-- Start of Selected text --
5/22/2014 4:02:09 AM
People have become so used to all those chemical treated eggs and chicken that we need articles like this to spread out awareness among them. It was really good read that was given here. I liked your new agenda on Grass-Fed Egg Movement

10/15/2009 5:45:03 PM
Kartik, you asked, "I wonder if Joel Salatin's method of "completing the circle" requires feed, or if access to sufficient land with insects and grub can be enough." Salatin, uses a custom blended feed to supplement his layers. Here it is in quantities to make a ton. It can be reduced. Roasted soy beans 617# Ground corn 596# Cracked corn 398# Crimped oats 219# Feed grade limestone 99# Nutri-balancer 60# Kelp meal 11# Something else I do is hang my Japanese beetle traps so that the beetles fall into the hen-house or field pen. The birds gobble 'em up and it takes care of that problem as well.

Kartik Srinivas
10/15/2009 9:14:12 AM
Thanks! I like the idea of marketing eggs like this (avoids co-opting possibilities by large-scale agribusinesses, who've watered down terms like cage-free and organic). Question: I haven't *yet* started raising (grass-fed) eggs, but plan to sometime in the near future. I've been having a long conversation with a vegan friend. We come from similar vantage points (recognizing the horrible nature of factory farming, read Omnivore's Dilemma, prioritize local foods, etc.) but I've argued that we should therefore opt for local meat / animal products along with plant-based foods, while he feels the environmental impacts, even of local, are greater than for local plant-based foods and should be avoided. One point he's made is that, as far as we both know, even "grass-fed", local, chickens are fed some kind of purchased feed that could often include non-local / non-organic grain (or, even if "organic", could come from questionable sources). So, having these chickens is indirectly supporting "unfriendly" / non-local farming practices, perhaps similar to the grain demands for large-scale feedlot operations and CAFOs. I asked a farming family member, who agreed that she doesn't know of anyone who raises chickens without feed, but I wonder if Joel Salatin's method of "completing the circle" requires feed, or if access to sufficient land with insects and grub can be enough. Obviously, chickens could exist in the wild, so there's got to be a way. Thanks for any answers! Kartik

MT Mi Mi
10/14/2009 11:26:36 AM
GREAT IDEA!! I'm so sick of going to the store for eggs (when my local resources are moulting), and reading the "propoganda" they're trying to sell as grass fed. I hope it catches on. A great way to circumvent another regulation, and get the desired result! I raised some day olds the last 2 years, and they were out on grass as young as possible.
-- End of Selected text --
-- Start of Given material --
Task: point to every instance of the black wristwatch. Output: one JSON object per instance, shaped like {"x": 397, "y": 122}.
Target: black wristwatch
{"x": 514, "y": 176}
-- End of Given material --
● **Exercise description**: Please reproduce word for word the passage of the grass-fed egg comments above that opens with the words containing "5/22/2014 4:02:09 AM" and closes with "problem as well.".

● **Full output**:
5/22/2014 4:02:09 AM
People have become so used to all those chemical treated eggs and chicken that we need articles like this to spread out awareness among them. It was really good read that was given here. I liked your new agenda on Grass-Fed Egg Movement

10/15/2009 5:45:03 PM
Kartik, you asked, "I wonder if Joel Salatin's method of "completing the circle" requires feed, or if access to sufficient land with insects and grub can be enough." Salatin, uses a custom blended feed to supplement his layers. Here it is in quantities to make a ton. It can be reduced. Roasted soy beans 617# Ground corn 596# Cracked corn 398# Crimped oats 219# Feed grade limestone 99# Nutri-balancer 60# Kelp meal 11# Something else I do is hang my Japanese beetle traps so that the beetles fall into the hen-house or field pen. The birds gobble 'em up and it takes care of that problem as well.